(Coordinate annotation entries)
* * *
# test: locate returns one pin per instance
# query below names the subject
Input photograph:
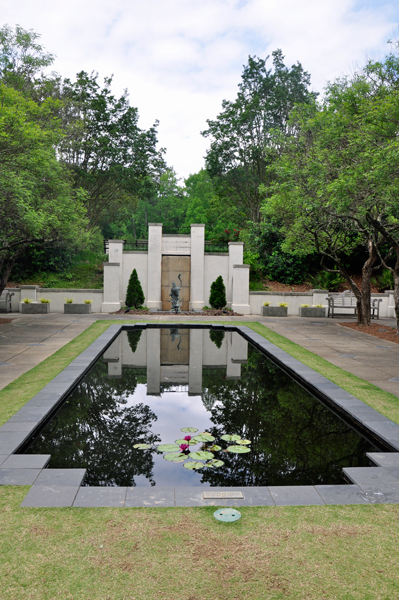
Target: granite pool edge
(57, 487)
* * *
Turn every record into a two-column CSV with the headers "query" and "coordinates," one row per record, putting each record's text and its answer in one quoted field each and replacing line breaks with spaces. Omit the pictures.

Correct answer >>
query,coordinates
"# test: locate returns one pin per instance # query below names the subject Input photograph: Target: granite pool edge","(57, 487)"